▶ [What the exercise asks]
Could you return the data from its first line through the line containing "POLYGON ((586 599, 591", inclusive, copying each line unchanged and leaving out the pictures?

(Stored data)
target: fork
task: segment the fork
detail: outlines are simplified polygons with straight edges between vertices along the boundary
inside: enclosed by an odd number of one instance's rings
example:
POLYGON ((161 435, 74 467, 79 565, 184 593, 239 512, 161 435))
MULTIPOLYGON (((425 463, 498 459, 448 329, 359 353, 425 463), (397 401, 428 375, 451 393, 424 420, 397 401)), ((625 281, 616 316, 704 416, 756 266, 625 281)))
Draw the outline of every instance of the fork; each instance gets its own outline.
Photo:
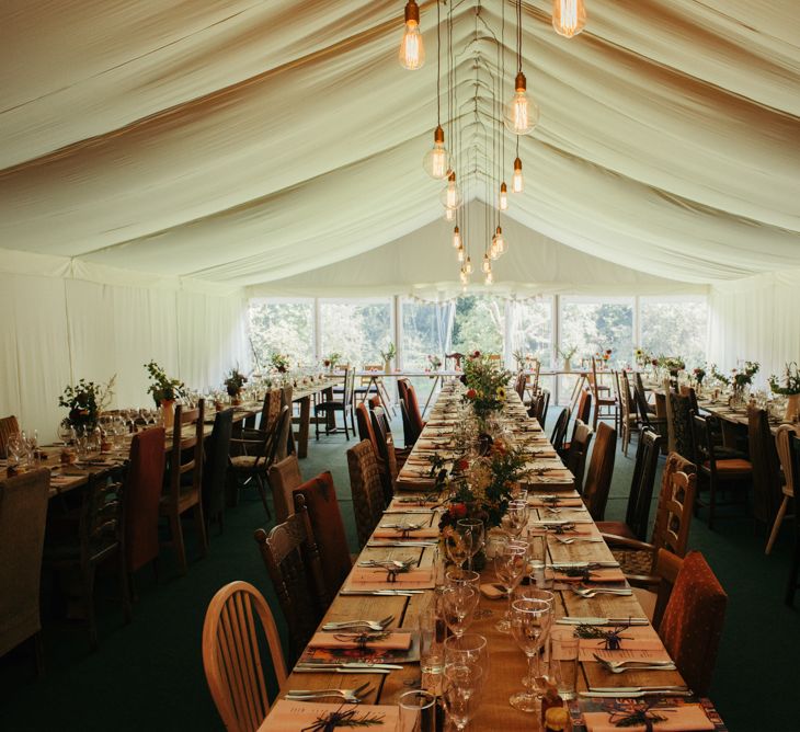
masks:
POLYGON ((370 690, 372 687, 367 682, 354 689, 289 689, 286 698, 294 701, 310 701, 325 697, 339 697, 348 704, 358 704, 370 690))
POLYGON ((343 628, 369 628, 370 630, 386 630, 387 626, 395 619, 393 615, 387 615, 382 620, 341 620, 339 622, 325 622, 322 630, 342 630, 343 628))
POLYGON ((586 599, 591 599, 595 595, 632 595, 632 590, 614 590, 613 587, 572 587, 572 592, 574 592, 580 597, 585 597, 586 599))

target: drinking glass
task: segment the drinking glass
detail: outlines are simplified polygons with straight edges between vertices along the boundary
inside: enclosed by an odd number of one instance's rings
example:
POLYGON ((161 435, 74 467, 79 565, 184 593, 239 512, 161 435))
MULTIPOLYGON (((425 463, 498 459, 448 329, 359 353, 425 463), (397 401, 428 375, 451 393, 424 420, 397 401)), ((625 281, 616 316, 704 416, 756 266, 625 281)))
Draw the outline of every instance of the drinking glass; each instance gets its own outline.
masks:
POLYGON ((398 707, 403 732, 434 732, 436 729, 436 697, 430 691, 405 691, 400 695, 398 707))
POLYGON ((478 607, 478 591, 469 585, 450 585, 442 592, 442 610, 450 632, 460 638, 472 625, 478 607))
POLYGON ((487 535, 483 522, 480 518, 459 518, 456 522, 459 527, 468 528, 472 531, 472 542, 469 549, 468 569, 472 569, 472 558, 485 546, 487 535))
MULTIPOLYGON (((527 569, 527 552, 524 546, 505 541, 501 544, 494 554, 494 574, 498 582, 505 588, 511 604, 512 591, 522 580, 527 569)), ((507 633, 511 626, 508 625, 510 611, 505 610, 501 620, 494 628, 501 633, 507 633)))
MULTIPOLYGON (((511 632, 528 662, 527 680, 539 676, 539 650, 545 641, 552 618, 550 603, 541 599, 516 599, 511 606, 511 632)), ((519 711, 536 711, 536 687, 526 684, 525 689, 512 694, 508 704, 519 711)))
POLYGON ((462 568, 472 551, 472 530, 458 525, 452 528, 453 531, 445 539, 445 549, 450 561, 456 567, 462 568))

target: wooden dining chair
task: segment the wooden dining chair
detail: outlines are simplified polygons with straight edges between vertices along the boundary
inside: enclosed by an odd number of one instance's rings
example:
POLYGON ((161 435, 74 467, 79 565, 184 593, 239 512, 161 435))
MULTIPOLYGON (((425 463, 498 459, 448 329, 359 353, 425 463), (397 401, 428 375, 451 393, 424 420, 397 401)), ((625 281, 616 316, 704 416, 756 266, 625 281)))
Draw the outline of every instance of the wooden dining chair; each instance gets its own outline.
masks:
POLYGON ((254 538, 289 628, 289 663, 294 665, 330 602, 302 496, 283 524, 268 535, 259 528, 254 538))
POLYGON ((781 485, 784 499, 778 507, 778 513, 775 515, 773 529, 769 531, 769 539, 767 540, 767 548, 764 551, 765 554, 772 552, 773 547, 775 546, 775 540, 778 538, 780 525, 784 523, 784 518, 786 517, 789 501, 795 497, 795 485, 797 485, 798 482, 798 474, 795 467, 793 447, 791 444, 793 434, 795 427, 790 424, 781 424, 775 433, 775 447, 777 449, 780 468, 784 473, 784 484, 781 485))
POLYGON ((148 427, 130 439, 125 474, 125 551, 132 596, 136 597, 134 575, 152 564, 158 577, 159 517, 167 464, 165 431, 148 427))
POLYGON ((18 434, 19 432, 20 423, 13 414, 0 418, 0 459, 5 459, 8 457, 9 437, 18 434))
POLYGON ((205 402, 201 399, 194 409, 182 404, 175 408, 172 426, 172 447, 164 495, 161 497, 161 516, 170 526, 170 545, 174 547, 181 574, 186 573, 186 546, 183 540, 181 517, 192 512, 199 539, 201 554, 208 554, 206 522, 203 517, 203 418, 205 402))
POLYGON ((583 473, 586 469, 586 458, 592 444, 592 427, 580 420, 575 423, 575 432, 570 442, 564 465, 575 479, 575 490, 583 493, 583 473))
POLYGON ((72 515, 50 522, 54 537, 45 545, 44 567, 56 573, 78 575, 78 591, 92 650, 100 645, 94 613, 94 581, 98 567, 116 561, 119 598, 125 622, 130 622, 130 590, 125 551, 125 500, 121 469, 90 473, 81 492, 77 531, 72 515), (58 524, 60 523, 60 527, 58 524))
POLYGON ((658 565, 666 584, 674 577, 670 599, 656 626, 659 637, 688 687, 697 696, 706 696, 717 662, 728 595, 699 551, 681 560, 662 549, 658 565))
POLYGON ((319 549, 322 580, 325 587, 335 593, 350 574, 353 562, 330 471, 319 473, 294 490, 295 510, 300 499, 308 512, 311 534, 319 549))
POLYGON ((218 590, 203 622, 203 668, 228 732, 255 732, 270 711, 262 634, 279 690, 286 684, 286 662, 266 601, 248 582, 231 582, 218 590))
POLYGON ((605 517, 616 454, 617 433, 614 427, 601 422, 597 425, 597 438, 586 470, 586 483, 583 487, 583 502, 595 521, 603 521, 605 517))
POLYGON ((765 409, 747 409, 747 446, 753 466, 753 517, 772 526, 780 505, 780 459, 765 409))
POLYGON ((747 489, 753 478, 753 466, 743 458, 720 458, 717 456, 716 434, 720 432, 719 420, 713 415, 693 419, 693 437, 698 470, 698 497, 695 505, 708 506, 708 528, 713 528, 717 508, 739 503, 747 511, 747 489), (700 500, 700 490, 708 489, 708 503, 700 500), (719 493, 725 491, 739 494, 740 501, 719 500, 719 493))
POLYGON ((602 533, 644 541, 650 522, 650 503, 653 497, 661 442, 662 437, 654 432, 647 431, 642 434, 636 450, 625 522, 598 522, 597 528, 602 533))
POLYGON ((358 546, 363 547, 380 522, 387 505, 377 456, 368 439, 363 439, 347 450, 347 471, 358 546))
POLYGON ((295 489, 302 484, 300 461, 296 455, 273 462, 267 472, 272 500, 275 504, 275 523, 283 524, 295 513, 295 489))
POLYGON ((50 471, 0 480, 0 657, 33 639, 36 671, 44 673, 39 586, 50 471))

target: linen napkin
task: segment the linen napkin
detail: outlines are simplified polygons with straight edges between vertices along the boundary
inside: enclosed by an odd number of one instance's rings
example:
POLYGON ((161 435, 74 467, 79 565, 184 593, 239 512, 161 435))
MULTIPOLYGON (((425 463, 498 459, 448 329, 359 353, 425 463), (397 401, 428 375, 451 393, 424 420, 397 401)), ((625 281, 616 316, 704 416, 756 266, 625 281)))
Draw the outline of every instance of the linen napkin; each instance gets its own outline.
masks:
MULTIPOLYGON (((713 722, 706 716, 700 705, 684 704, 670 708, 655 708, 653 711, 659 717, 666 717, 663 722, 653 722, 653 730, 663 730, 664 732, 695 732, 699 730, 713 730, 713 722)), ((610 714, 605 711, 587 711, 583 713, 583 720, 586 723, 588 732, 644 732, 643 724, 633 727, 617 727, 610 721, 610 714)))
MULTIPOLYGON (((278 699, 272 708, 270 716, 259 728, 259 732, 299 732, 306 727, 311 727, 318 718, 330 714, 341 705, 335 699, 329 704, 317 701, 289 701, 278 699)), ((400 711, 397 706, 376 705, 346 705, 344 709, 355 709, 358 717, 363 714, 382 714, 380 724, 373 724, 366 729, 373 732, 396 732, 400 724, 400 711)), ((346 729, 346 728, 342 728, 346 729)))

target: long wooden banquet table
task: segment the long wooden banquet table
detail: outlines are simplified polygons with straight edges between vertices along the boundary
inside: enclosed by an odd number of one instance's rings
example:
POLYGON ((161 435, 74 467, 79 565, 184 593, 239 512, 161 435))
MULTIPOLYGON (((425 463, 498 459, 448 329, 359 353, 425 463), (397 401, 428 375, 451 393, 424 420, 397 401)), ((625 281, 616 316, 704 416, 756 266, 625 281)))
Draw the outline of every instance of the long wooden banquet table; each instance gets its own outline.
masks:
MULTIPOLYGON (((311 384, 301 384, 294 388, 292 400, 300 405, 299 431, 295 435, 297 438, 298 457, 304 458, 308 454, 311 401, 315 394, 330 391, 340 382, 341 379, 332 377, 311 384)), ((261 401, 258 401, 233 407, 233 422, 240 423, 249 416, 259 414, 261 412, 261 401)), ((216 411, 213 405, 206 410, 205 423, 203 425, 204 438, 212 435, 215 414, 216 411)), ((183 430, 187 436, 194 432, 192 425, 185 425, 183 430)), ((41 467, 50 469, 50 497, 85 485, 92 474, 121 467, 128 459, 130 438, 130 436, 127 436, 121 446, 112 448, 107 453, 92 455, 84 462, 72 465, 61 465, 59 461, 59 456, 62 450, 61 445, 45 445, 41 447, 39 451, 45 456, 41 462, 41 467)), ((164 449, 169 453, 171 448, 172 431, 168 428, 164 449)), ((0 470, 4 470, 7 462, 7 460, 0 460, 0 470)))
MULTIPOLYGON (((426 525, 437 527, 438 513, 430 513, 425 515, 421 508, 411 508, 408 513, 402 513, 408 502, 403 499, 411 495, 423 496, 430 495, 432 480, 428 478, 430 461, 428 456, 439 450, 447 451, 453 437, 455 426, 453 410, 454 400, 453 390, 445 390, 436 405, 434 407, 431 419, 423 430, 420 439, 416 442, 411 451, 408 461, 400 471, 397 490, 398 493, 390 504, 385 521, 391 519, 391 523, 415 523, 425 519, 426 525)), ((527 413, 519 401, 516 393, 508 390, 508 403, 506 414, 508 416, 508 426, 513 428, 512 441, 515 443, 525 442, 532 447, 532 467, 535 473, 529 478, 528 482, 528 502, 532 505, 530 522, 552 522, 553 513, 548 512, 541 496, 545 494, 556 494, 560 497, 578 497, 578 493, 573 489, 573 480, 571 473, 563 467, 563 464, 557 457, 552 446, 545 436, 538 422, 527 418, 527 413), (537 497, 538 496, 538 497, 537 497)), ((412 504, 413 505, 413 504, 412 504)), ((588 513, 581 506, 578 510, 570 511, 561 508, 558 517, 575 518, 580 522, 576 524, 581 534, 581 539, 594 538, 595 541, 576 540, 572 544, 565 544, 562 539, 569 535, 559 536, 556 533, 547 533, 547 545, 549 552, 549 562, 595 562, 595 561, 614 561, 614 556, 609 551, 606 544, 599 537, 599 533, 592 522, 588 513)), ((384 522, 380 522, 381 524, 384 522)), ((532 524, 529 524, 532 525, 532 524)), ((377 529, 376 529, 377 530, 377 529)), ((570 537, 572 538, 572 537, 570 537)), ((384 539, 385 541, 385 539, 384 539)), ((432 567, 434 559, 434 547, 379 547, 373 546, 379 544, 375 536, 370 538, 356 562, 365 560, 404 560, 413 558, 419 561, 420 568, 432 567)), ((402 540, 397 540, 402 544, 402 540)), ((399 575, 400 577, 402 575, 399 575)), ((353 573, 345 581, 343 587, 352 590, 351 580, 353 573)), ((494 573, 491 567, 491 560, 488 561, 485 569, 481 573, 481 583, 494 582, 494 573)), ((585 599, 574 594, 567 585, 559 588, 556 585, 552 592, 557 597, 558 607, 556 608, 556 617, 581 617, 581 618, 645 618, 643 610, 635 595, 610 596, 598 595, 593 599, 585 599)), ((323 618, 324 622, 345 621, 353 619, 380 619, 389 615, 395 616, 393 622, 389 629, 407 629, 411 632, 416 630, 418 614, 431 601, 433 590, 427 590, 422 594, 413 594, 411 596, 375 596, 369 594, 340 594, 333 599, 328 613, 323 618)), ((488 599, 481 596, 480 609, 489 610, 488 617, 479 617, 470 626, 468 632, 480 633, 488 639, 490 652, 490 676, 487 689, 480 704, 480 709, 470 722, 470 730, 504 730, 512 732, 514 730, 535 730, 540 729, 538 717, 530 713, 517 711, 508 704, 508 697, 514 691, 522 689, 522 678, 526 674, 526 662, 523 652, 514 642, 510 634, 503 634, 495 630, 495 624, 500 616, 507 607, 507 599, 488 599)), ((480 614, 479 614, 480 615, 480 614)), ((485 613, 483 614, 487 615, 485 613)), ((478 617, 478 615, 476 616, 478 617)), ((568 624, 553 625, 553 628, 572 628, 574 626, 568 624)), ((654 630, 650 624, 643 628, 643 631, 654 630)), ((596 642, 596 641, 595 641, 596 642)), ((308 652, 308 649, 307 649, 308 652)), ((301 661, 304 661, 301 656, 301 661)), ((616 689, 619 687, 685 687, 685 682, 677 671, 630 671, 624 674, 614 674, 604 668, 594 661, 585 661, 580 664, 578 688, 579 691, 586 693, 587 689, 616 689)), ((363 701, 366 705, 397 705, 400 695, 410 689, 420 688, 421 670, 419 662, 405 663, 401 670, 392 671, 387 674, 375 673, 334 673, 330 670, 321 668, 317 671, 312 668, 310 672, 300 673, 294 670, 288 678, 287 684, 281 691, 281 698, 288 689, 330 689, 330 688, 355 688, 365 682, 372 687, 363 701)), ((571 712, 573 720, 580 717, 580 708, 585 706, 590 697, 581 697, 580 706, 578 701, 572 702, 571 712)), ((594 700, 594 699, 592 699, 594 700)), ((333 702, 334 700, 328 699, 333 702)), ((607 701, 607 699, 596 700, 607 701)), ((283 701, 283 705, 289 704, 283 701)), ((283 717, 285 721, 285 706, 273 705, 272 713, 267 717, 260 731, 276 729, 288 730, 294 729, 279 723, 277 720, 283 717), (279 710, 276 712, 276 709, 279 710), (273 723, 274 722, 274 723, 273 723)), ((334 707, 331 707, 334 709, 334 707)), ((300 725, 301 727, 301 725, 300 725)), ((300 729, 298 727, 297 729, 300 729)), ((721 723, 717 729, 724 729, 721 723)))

▶ [Expected answer]
target: fork
task: segment the fork
detail: outlines are simplified polygons with straight edges between vertices along the boundary
inside: enclosed by an odd number of one instance's rings
example:
POLYGON ((161 435, 74 467, 79 565, 184 593, 239 512, 161 435))
MULTIPOLYGON (((425 463, 498 459, 448 329, 359 353, 425 463), (397 401, 428 375, 451 393, 424 420, 397 401)), ((625 281, 616 316, 704 416, 756 266, 625 281)))
Draw the outline of every instance of the fork; each instance gets its own outline.
Photo:
masks:
POLYGON ((370 690, 372 687, 367 682, 354 689, 289 689, 286 698, 294 701, 310 701, 325 697, 339 697, 348 704, 358 704, 370 690))
POLYGON ((343 628, 369 628, 370 630, 386 630, 387 626, 395 619, 393 615, 387 615, 382 620, 341 620, 339 622, 325 622, 322 630, 342 630, 343 628))
POLYGON ((586 599, 591 599, 595 595, 632 595, 632 590, 614 590, 613 587, 572 587, 572 592, 574 592, 580 597, 585 597, 586 599))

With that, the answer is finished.